[物体指示データセットの抜粋]
────────────────────
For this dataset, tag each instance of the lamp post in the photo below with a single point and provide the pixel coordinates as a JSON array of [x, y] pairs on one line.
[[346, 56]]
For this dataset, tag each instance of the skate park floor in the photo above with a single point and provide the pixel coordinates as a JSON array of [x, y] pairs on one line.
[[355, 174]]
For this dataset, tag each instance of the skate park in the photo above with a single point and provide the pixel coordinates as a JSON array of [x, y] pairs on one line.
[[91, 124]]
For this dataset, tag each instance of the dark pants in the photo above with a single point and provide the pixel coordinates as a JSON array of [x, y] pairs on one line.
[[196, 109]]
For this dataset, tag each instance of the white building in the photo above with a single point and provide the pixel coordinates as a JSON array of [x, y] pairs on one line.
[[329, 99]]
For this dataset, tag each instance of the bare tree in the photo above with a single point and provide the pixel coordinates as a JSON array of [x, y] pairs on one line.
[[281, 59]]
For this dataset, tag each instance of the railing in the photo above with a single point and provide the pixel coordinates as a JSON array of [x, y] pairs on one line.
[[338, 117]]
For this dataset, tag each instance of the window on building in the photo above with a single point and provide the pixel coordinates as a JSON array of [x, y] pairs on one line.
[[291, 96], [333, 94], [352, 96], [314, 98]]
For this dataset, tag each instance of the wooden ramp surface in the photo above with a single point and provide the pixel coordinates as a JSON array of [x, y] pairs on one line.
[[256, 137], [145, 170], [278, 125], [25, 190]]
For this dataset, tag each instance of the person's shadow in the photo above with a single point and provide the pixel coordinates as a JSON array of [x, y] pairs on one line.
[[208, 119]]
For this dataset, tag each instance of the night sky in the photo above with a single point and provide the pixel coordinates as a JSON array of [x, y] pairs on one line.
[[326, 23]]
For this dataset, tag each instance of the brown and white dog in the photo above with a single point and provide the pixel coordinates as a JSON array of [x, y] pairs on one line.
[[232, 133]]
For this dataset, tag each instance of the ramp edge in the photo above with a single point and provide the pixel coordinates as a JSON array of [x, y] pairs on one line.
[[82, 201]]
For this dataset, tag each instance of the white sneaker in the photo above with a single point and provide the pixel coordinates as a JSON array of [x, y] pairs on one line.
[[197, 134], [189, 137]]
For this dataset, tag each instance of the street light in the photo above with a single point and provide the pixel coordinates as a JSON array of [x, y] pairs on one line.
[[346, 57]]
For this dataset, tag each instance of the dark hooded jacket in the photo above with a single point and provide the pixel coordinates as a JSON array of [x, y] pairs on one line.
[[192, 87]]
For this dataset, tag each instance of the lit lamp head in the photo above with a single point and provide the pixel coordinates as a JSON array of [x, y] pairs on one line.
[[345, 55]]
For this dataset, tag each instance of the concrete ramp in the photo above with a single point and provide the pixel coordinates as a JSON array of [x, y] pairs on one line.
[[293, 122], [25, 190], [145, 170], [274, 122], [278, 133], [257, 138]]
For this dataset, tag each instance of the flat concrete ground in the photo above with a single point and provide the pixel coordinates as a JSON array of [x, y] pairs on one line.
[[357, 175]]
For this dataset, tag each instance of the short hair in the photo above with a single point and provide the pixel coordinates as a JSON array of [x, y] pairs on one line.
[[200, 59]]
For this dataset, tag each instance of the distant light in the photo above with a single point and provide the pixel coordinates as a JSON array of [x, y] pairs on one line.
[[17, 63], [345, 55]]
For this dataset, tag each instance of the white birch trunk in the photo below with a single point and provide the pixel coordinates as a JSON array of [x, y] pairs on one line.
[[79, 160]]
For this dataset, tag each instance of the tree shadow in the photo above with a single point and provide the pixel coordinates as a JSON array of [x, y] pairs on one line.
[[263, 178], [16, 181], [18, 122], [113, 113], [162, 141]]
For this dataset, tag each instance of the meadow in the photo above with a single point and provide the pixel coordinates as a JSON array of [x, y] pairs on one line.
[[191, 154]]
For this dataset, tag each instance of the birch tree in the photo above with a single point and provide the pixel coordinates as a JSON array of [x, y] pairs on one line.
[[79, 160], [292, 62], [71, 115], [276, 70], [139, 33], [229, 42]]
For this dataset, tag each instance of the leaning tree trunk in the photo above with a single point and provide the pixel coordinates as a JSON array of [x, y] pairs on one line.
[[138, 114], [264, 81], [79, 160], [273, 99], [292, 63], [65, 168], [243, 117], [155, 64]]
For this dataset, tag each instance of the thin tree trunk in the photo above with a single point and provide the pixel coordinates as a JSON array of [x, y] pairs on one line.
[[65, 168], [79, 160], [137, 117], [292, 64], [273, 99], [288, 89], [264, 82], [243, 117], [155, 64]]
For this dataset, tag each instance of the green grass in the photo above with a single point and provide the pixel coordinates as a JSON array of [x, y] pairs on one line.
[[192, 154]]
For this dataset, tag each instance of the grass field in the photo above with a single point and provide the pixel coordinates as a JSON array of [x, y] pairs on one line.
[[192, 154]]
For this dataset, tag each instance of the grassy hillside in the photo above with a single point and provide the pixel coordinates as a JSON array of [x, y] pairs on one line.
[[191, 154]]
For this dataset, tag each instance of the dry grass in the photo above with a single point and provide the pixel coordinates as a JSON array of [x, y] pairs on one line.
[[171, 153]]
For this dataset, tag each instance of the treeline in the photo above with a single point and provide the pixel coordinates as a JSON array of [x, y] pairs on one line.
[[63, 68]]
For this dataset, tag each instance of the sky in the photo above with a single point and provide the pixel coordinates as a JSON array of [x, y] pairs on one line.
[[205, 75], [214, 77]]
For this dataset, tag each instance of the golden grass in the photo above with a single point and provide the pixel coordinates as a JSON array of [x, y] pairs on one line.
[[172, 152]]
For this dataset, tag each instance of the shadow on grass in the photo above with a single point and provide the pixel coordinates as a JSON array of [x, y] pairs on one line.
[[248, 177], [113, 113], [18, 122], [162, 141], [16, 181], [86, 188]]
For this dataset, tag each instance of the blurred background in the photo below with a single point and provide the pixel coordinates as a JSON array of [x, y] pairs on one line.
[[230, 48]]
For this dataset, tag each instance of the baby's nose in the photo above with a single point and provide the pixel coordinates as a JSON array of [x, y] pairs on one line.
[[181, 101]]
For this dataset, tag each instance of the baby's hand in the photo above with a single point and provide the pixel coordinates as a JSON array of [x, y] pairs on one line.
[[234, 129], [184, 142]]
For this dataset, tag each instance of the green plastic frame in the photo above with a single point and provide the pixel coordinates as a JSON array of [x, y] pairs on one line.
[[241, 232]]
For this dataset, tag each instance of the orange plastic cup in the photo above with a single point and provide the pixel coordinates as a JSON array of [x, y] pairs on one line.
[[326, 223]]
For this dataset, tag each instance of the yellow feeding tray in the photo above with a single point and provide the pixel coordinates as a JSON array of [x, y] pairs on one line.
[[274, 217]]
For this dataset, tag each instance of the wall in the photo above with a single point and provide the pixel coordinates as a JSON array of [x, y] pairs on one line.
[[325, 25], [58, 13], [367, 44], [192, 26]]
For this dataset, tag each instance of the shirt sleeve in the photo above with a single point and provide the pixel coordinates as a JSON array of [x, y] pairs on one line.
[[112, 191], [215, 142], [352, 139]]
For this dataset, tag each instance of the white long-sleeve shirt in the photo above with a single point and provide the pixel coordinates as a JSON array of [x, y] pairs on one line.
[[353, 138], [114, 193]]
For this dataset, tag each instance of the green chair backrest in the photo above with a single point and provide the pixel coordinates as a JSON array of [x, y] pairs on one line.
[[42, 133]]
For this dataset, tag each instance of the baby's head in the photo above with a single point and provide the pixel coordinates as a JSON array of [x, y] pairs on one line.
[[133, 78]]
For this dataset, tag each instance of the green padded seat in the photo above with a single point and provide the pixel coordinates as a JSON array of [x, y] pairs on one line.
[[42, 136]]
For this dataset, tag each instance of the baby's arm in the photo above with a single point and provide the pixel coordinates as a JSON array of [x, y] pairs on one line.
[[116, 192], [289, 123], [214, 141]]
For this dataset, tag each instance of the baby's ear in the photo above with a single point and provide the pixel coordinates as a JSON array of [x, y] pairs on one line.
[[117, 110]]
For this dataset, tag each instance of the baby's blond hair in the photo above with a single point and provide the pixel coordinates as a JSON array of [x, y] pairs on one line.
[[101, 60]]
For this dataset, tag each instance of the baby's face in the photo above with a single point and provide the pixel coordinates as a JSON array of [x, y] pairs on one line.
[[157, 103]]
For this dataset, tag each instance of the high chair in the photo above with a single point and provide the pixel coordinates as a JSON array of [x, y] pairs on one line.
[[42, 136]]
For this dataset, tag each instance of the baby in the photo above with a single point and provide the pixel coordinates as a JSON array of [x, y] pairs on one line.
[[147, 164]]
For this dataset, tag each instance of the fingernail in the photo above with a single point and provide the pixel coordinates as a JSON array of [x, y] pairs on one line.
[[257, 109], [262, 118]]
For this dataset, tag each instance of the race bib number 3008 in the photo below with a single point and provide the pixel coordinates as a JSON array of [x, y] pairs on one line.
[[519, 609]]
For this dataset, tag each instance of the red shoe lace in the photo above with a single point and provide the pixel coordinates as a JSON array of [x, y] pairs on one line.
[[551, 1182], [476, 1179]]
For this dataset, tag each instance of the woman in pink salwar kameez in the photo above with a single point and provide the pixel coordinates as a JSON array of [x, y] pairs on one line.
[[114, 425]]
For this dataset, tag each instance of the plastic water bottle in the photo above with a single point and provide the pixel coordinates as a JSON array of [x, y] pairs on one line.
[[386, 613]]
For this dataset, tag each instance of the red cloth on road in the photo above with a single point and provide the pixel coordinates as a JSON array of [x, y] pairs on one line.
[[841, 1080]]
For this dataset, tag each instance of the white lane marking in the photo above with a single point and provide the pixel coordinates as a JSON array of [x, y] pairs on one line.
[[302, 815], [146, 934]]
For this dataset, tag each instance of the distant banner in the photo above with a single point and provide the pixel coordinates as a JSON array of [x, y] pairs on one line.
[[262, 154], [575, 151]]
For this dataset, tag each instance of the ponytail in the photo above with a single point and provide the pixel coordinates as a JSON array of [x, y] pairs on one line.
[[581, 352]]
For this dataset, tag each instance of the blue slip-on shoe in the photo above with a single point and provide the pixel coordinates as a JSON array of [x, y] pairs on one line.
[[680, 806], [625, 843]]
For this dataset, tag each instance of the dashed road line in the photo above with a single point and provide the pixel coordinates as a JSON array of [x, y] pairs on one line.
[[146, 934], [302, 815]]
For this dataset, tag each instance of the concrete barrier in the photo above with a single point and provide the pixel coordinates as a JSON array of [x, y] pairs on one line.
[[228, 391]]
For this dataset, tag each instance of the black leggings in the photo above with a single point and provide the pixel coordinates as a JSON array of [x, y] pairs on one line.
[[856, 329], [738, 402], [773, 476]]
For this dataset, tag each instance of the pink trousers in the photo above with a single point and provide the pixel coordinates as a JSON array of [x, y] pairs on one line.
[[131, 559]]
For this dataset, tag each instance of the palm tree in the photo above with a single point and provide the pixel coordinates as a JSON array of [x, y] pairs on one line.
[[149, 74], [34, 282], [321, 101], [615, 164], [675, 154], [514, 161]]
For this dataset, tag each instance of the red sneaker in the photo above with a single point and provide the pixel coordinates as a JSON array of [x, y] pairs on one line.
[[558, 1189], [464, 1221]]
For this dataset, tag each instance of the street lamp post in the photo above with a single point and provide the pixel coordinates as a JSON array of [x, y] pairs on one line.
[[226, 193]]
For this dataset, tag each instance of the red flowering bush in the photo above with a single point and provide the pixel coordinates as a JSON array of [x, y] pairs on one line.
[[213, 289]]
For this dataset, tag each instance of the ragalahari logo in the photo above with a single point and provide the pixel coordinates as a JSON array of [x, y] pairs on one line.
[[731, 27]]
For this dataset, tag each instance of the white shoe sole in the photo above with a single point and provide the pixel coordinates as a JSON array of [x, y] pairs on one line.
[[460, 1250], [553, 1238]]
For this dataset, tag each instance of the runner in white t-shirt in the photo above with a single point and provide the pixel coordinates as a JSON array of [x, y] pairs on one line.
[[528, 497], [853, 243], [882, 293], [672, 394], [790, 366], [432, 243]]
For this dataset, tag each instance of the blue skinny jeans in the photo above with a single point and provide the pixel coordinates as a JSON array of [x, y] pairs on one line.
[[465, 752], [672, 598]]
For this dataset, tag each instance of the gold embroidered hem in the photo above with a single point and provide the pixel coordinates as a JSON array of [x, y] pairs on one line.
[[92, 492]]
────────────────────
● **出題**
上のレコードのうち、"For this dataset, tag each instance of the dark hooded" を含む行から "133], [257, 138]]" を含む行までを、両端の行も含めて一字一句変えずに書き写してもらえますか。

● **回答**
For this dataset, tag each instance of the dark hooded jacket in the photo above with a single point and provide the pixel coordinates as a JSON array of [x, y] pairs on one line.
[[192, 87]]
For this dataset, tag each instance of the lit lamp head in the photo above with a single point and provide the pixel coordinates as a JSON array of [x, y] pairs on one line.
[[345, 55]]
For this dataset, tag each instance of the concrete ramp in the photo above with a single point and provide the pixel coordinates as a JSON array of [x, y] pairs on one line.
[[293, 122], [25, 190], [145, 170], [274, 122], [278, 133], [257, 138]]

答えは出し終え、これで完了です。